_Directions_. With nothing added and nothing dropped, write out all of the entries below.

(Data entries)
=-=-=
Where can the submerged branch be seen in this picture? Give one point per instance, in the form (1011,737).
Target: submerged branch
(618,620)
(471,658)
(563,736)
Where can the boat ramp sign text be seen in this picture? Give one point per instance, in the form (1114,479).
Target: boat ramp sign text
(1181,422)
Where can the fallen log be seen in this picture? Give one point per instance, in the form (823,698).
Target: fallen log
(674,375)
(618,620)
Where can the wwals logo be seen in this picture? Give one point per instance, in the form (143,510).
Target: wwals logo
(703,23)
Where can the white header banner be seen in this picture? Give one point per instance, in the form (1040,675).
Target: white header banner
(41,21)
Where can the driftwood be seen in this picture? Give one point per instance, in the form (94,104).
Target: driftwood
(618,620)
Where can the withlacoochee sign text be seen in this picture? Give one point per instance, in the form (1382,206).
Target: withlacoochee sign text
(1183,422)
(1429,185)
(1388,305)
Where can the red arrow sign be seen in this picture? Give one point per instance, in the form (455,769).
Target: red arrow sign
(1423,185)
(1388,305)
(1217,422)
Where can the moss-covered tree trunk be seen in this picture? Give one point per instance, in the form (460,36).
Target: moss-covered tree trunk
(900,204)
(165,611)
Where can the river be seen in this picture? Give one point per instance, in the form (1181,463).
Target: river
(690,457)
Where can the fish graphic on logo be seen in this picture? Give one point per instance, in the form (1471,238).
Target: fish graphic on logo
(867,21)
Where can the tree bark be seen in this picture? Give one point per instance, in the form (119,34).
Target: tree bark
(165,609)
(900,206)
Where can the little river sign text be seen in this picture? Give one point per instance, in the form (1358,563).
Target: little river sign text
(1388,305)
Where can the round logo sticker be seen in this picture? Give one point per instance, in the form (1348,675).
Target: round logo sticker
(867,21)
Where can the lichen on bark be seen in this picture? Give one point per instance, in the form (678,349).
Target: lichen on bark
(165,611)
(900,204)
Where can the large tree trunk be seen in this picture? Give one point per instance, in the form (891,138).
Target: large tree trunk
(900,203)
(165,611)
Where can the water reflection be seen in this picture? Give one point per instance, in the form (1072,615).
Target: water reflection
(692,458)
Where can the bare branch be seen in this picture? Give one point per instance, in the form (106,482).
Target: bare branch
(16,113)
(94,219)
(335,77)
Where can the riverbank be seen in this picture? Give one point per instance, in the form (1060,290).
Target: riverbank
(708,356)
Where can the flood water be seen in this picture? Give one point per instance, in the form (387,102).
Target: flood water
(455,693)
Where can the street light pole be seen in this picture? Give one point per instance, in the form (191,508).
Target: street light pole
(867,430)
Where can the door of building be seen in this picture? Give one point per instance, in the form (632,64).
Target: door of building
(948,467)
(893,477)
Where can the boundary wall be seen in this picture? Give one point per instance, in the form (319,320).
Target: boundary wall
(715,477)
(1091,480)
=-=-=
_Result below_.
Where can the submerged branch be seen in this picture? Give one point per instance, in the form (1011,737).
Target: submerged branch
(618,620)
(471,658)
(563,736)
Where can the boat ramp sign text be seen in this picture? Give one point per instance, in the form (1114,479).
Target: boat ramp sign text
(1181,422)
Where can the fallen log be seen in this picture? Give one point per instance, in the form (823,698).
Target: fallen log
(674,375)
(618,620)
Where can the wwals logo be seen in this picture? Give one point per instance, in the form (143,510).
Target: wwals logo
(703,23)
Where can the white header banner be seen in this picture? Give one point per instance, in the form (1040,675).
Target: white header banner
(41,21)
Where can the driftwood be seen in this picture? Give one point per instance, in the form (94,104).
Target: driftwood
(618,620)
Where can the withlacoochee sign text be seen in this picture? Give one point per instance, in the form (1382,206).
Target: withlacoochee sign text
(1183,422)
(1429,185)
(1388,305)
Where can the red arrow sign be seen in this picture? Give one point per instance, in the form (455,769).
Target: red arrow sign
(1423,185)
(1388,305)
(1217,422)
Where can the moss-covered tree trunk be seen in this picture? Give one point per instance, in the form (460,36).
Target: moss-covered tree trunk
(900,204)
(165,611)
Where can the river be seen in this picture? Give one point per instance, in the form (1181,463).
Target: river
(690,457)
Where can the fish graphic on logo be seen in this picture? Give one point per instance, in the form (1471,238).
Target: fish graphic on logo
(867,21)
Where can the tree bark be seen in this picture? Give one point per instance, in the form (119,34).
Target: tree bark
(165,609)
(900,206)
Where can the little river sign text be seen in this picture? Give one point per instance, in the form (1358,563).
Target: little river sign text
(1388,305)
Where can the round logo sticker be seen in this picture? Give one point per instance, in the form (1348,675).
Target: round logo sticker
(867,21)
Where can the lichen on bark be seen in this picture? Give one point per instance, in the form (678,349).
Target: lichen on bark
(165,611)
(900,204)
Where can the large tree trunk be seen in this picture? Give one point per instance, in the form (891,138).
Target: large tree trunk
(900,203)
(165,611)
Where can the water reflection be seen in this picture? Give one point per instance, in the form (1072,615).
Target: water reflection
(692,458)
Where can the bare branch be seen in this picture? Give one point per instance, in the form (106,482).
Target: bare branch
(16,113)
(94,219)
(335,77)
Where can the riverbank be seen in this picture? Give one point per instance, in the form (1060,290).
Target: riverbank
(708,356)
Where can the flood water be seen in this picture? Give one point per instance, in the form (387,102).
Target: flood water
(455,693)
Where can the street light pole be seen in this picture? Give one point per instance, in the form (191,508).
Target: street light pole
(867,430)
Where can the door of building be seen in this picture? Give one point per instance, in the form (632,64).
Target: door of building
(948,467)
(893,477)
Where can the boundary wall be seen in this picture? Give one point per instance, in the form (319,320).
Target: boundary wall
(715,477)
(1091,480)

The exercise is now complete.